--- Task material ---
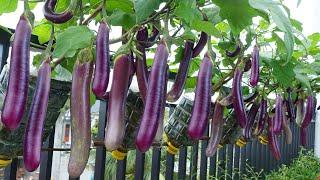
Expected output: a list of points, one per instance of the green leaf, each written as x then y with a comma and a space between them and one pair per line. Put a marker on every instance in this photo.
7, 6
43, 32
120, 18
280, 19
72, 39
144, 8
238, 13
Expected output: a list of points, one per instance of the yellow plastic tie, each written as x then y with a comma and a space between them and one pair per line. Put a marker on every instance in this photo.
118, 155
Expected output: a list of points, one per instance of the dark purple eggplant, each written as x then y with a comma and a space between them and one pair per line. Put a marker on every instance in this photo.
181, 77
59, 18
141, 65
286, 128
115, 127
200, 45
201, 107
151, 116
33, 134
290, 107
309, 112
278, 115
216, 129
272, 140
247, 131
80, 113
237, 99
102, 64
235, 52
263, 116
254, 76
17, 91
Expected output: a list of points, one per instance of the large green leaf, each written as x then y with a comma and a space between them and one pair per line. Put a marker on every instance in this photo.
7, 6
72, 39
144, 8
280, 19
238, 13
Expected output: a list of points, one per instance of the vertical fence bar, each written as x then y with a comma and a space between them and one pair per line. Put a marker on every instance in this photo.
100, 160
155, 167
121, 169
169, 166
10, 172
139, 165
204, 159
46, 158
183, 152
194, 161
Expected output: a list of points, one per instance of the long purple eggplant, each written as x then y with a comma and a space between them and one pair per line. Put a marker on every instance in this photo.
80, 113
200, 45
272, 140
115, 127
154, 99
309, 112
263, 116
201, 107
181, 77
59, 18
17, 91
237, 99
254, 76
33, 134
102, 64
141, 65
247, 131
278, 115
216, 130
290, 107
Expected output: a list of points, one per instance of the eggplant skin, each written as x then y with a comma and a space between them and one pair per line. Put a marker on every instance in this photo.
57, 18
115, 126
254, 76
201, 107
80, 113
181, 77
200, 45
102, 64
237, 99
154, 99
17, 91
309, 112
33, 133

--- Assignment ---
Copy the records exactly. Skip any pictures.

--- Reply ---
Expected output: a list of points, one per instance of the green leaf, each written as x then y with a comma and a space between them and one pair per line. Put a marker on every instance in this photo.
7, 6
43, 32
120, 18
280, 19
72, 39
144, 8
238, 13
Expected output: a list of points, one per instance of the yellow plastic tie, each written as x then y with a comma and a space between them and one pair per line. Put a marker on every instance in this photo.
118, 155
Expected output: a list of points, one per instance of the dark purple eggplant, each written as x then y with a comma and a space between them and one pair per line. Put a marker on every instance in this photo.
181, 77
59, 18
141, 65
286, 128
115, 127
200, 45
201, 107
151, 116
33, 134
290, 107
309, 112
278, 115
216, 129
272, 140
247, 131
80, 113
237, 99
102, 64
235, 52
263, 116
254, 76
17, 91
Expected output: a list of points, one per instance of the large green leaf, each written as x then y with a comma and a space between them and one pair per line. Put a marker on every instance in this photo.
7, 6
72, 39
144, 8
280, 19
238, 13
Expected output: a list of points, one per instance of the vertical fence bar, each written as x then y with a comma and a space between them and one pair per line. Put a marker on every instance in this photo.
100, 160
155, 167
121, 169
169, 166
10, 172
139, 165
204, 159
46, 158
183, 152
194, 161
Expected output: a list of points, one per instance of the long purple eggplant, each written as x then y with a comma and a space between them and one pair per line. Put a marker on every instance in this photo.
80, 113
200, 45
272, 140
115, 127
154, 99
309, 112
263, 116
201, 107
181, 77
59, 18
17, 91
237, 99
254, 76
33, 134
102, 64
141, 65
247, 131
278, 115
216, 130
290, 107
Expected output: a list of points, one per instance of the eggplant skin, each written as x then y with a comma and a space between them and one pair per line. Put a marker on every instance in this photo.
57, 18
115, 126
254, 76
201, 107
80, 113
181, 77
200, 45
102, 64
237, 99
154, 99
17, 91
309, 112
33, 133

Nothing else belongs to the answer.